Your assignment – One part of the entries below is wanted: the lines from the one containing "of the girl's" through the one containing "the bride's hand". Write those out exactly and nothing else.

Dataset entries –
^^^^

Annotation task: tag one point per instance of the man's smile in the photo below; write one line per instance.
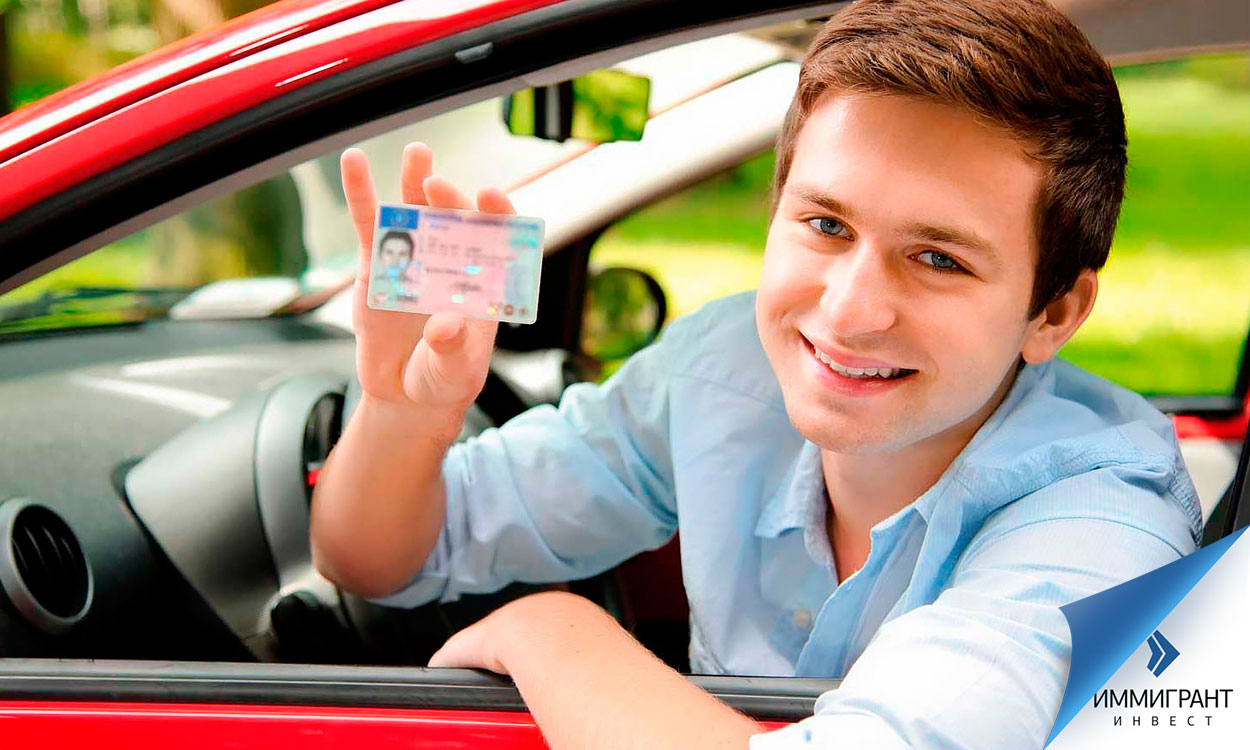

^^^^

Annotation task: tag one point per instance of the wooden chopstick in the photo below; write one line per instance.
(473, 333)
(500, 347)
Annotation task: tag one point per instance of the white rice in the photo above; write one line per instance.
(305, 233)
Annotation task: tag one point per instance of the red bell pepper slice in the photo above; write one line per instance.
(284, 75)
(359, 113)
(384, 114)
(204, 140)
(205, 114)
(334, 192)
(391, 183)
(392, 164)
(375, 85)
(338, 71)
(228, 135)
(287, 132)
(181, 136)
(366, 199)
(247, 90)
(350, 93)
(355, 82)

^^^^

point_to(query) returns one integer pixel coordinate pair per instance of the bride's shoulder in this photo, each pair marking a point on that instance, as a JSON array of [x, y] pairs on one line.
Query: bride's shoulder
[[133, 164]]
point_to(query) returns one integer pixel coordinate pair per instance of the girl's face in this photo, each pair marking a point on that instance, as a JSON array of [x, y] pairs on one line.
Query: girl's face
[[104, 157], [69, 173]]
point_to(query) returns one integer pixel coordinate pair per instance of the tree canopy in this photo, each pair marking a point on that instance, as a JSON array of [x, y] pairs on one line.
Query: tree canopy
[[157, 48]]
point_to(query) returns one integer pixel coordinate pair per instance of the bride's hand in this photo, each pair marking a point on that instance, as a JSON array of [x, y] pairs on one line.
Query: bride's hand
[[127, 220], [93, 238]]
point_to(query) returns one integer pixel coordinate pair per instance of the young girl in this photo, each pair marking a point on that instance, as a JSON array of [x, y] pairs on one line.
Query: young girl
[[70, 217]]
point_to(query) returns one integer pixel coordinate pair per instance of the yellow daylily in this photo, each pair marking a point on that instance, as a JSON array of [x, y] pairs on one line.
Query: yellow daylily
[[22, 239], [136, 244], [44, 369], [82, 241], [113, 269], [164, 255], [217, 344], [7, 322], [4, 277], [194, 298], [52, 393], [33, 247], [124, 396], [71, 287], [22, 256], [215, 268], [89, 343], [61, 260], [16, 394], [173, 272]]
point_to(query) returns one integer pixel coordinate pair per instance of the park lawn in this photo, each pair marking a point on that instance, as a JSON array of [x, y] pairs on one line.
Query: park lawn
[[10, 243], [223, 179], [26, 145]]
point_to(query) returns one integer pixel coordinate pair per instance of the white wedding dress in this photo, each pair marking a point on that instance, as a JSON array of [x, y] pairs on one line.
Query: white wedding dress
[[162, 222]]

^^^^

The completed task –
point_to(query) returns one integer pixel coordinate pair per instance of the girl's face in this photo, each pair marking a point on that instance, as a JSON array of [x, y] pairs on one line.
Query: girl's face
[[104, 157], [69, 173]]
point_to(query) returns one integer pixel coordinate pair per instance of the tree canopy in this photo, each pair marking a point on that instance, as a JSON array of [x, y] pairs on one line.
Query: tree canopy
[[157, 48]]
point_to(query) returns one integer pixel coordinate pair per instance of the bride's hand in this photo, each pair marking a point on that instance, as a JSON array of [x, y] pairs on one line.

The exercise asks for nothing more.